**DESCRIPTION OF THE TASK:** Begin at the line containing "on the rear" and end at the final line of the entries. Please reproduce those lines exactly.
ENTRIES PROVIDED START
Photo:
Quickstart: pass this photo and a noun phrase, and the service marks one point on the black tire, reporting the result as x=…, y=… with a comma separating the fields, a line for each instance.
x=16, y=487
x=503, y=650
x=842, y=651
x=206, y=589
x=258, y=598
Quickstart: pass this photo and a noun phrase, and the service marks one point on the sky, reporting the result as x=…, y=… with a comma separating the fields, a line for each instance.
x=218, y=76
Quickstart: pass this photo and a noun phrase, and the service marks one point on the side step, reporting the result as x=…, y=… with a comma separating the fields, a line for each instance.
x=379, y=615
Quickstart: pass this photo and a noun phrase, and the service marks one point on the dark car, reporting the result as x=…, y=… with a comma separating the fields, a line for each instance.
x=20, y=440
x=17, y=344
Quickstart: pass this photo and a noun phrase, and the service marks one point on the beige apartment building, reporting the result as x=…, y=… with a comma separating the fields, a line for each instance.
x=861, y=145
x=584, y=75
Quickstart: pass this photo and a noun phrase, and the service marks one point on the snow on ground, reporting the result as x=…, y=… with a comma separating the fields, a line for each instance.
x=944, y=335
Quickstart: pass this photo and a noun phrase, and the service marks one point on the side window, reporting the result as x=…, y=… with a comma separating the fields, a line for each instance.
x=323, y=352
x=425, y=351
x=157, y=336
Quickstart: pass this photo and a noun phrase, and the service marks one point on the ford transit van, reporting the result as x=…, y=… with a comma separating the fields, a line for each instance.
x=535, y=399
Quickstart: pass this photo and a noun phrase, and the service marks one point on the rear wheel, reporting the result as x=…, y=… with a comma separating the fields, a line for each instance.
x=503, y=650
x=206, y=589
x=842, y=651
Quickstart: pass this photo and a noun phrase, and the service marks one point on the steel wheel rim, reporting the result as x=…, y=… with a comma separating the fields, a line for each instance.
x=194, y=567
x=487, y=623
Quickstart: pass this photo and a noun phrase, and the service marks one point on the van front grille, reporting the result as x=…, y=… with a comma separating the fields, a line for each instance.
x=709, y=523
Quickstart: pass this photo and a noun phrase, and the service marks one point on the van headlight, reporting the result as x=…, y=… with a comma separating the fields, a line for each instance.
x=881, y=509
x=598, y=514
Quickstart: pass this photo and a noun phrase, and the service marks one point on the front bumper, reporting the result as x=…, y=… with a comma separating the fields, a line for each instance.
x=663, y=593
ENTRIES PROVIDED END
**RESULT FOR THIS EXERCISE:**
Quickstart: pass this photo and a noun phrase, and the service marks one point on the rear wheel, reporting the result as x=…, y=… with a comma separating the fields, a line for each instance.
x=503, y=650
x=206, y=589
x=842, y=651
Quickstart: pass this photo and a noun phrase, and the service marks one point on the steel wheel rim, reporting the result as x=…, y=… with a comma separating the fields, a line for each instance.
x=194, y=567
x=487, y=623
Quickstart: pass this photo and a noun phrase, and the service marks one point on the van front grille, reporting the result as x=…, y=… with a comma separating the fields, a line for each instance.
x=709, y=523
Quickstart: pass this photo and a noun phrase, and the service marks one point on the van headlight, reporting the result as x=…, y=… with a comma separating the fields, a line for each instance.
x=881, y=509
x=598, y=514
Quickstart: pass this photo and a noun phrase, and the service marks one point on the front bumper, reporting the result as x=…, y=… with a comma separating the fields, a line for each instance.
x=663, y=593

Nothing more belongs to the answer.